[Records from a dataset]
━━━━━━

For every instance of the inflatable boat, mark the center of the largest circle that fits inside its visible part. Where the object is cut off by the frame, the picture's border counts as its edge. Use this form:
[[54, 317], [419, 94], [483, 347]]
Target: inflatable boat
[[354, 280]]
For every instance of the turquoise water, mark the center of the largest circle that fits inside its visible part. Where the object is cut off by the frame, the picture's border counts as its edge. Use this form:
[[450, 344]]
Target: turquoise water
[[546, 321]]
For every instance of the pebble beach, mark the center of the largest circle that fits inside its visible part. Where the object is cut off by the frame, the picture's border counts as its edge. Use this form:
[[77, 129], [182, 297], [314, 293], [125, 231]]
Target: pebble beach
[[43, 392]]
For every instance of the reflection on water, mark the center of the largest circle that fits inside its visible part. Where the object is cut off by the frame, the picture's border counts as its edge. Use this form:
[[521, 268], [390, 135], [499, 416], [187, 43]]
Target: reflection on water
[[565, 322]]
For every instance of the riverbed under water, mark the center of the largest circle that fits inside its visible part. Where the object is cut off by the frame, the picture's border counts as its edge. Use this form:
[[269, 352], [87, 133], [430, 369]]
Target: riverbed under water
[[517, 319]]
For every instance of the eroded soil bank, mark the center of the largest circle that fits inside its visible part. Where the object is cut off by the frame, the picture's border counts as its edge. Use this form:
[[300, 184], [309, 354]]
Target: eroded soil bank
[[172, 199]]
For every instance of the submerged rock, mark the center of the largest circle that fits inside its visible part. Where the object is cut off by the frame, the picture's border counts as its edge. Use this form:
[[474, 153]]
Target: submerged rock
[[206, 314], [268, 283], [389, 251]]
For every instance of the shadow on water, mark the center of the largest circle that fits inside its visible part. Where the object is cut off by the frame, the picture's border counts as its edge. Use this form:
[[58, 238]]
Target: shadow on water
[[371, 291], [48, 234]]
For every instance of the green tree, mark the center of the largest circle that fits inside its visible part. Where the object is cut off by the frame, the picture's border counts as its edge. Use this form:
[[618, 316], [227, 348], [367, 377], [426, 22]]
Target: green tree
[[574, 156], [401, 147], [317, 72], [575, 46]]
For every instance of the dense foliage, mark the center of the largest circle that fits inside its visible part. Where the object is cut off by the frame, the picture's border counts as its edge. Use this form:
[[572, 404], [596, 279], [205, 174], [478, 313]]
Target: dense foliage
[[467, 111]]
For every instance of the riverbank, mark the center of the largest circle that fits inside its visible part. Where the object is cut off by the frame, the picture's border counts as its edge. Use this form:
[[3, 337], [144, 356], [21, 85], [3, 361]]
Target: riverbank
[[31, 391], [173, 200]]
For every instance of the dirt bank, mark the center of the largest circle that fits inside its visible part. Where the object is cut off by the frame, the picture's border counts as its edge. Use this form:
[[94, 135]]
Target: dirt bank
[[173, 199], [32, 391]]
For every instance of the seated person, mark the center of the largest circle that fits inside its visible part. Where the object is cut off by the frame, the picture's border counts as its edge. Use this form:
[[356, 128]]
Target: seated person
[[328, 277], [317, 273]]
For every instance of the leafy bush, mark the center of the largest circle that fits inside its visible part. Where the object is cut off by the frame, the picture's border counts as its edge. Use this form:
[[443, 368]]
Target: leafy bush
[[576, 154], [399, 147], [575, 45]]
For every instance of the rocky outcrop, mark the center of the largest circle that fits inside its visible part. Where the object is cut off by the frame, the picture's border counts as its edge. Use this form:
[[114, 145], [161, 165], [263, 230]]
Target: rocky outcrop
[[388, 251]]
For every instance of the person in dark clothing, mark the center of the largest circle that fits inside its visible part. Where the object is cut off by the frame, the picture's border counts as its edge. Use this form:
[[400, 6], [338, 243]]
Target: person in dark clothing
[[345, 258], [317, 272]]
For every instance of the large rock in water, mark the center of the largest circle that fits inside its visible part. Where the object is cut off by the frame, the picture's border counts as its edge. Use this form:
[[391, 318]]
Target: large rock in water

━━━━━━

## AIM OF THE EXERCISE
Rewrite all of the rows, switching each "Target" to "Object" and leaving everything else unchanged.

## CORRECT RESPONSE
For every instance of the inflatable boat, mark the center of the largest circle that fits inside its visible part. Where the object is cut off by the frame, the picture's border counts as its edge. Use this form:
[[54, 317], [419, 94], [483, 347]]
Object: inflatable boat
[[354, 280]]
For every instance of the turquoise water, mark the center of the largest circle that fits inside its visible part. Where the object is cut off by the frame, the picture's border counts as its edge. Use this form:
[[450, 344]]
Object: turquoise water
[[546, 321]]
For every instance of the pebble beach, mark the center of the largest circle that fits inside its visible part. Where the object is cut off by the frame, the picture's border counts as its edge. Use this form:
[[77, 129], [182, 297], [314, 293], [125, 231]]
Object: pebble beach
[[43, 392]]
For every instance of the reflection on water, mark the center of the largest circle that fits inside its visible part. Where the object is cut off by the frame, the picture's border counts as its edge. Use this form:
[[521, 268], [390, 135], [499, 416], [187, 43]]
Object: reflection on water
[[565, 322]]
For every instance of the riverbed under water, mark the center of the largest circle that fits inside its visible part. Where the object is cut off by the frame, the picture's border counts as its edge. Use this form:
[[269, 352], [87, 133], [430, 369]]
Object: riverbed under water
[[517, 319]]
For every instance of the eroded soil bank, mark the center of the largest circle that fits inside its visible part. Where the object is cut off by the frame, the picture's border counts as its edge. Use this form:
[[300, 184], [309, 354]]
Object: eroded soil bank
[[172, 199]]
For every instance of the submerged rock, mark the center of the largest circle that fits inside its visible part. Where the object is cut off by the frame, the picture's border counts as its edge. Use this form:
[[474, 153]]
Object: submerged rock
[[206, 314], [268, 283], [389, 251]]
For every instance of the shadow on water, mark the center of the largest circle that fits inside its visible part. Where the object is cut off by the frame, the picture's border counts as its edge. Use this form:
[[58, 238]]
Object: shadow on water
[[371, 291], [48, 234]]
For every instance of the green tree, mark the center of the largest circle that fits inside its visible part. Where the object is cut off by the frame, the picture's border counts as its edge. Use this form:
[[618, 316], [227, 348], [367, 377], [426, 22]]
Object: green tree
[[574, 156], [401, 147], [317, 72], [575, 46]]
For every instance of the dense foliage, mark the center of the largest circle that fits inside its visible part. Where the object is cut off by the frame, the picture's border counts as its edge. Use this form:
[[572, 404], [596, 279], [205, 174], [478, 313]]
Object: dense foliage
[[467, 111]]
For every instance of the riverbank, mark the center of the largest circle that fits inside its visible part. Where the object is cut off by the frame, the picture's border counts as its edge. Use this form:
[[3, 337], [144, 356], [21, 85], [3, 361]]
Object: riverbank
[[31, 391], [173, 200]]
For every instance of the dirt bank, mark the center of the largest circle that fits inside its visible part. Where the object is cut off by the frame, the picture's border counts as its edge. Use this form:
[[94, 135]]
Object: dirt bank
[[173, 199], [32, 391]]
For every instance of the seated person, mark the center of the largest circle that fits inside its visible part. Where the object is cut off by the frame, the picture's border counts as its edge. Use this form:
[[356, 128]]
Object: seated person
[[328, 277], [317, 273]]
For every instance of the leafy bush, mark the center of the largest circle that fits inside its visible part. Where the object is cut off by the frame, the picture's border counts as its edge. Use this form:
[[443, 368]]
Object: leafy bush
[[576, 154], [399, 147], [575, 45]]
For every instance of the rocky outcrop, mark the center of the largest circle that fits inside its visible part. Where the object is cut off by the frame, the picture's border counts as its edge. Use this form:
[[114, 145], [161, 165], [263, 230]]
Object: rocky outcrop
[[388, 251]]
For every instance of the person in dark clothing, mark the center of the largest circle that fits inside its visible part. Where the object is cut off by the frame, the picture's border counts as its edge. Use this form:
[[400, 6], [338, 243]]
Object: person in dark clothing
[[345, 258], [317, 272]]
For every instance of the large rock in water, mark the center of the largest circle that fits inside its visible part. Where the object is cut off by the frame, the picture's border counts as its edge. Use this form:
[[391, 318]]
Object: large rock in water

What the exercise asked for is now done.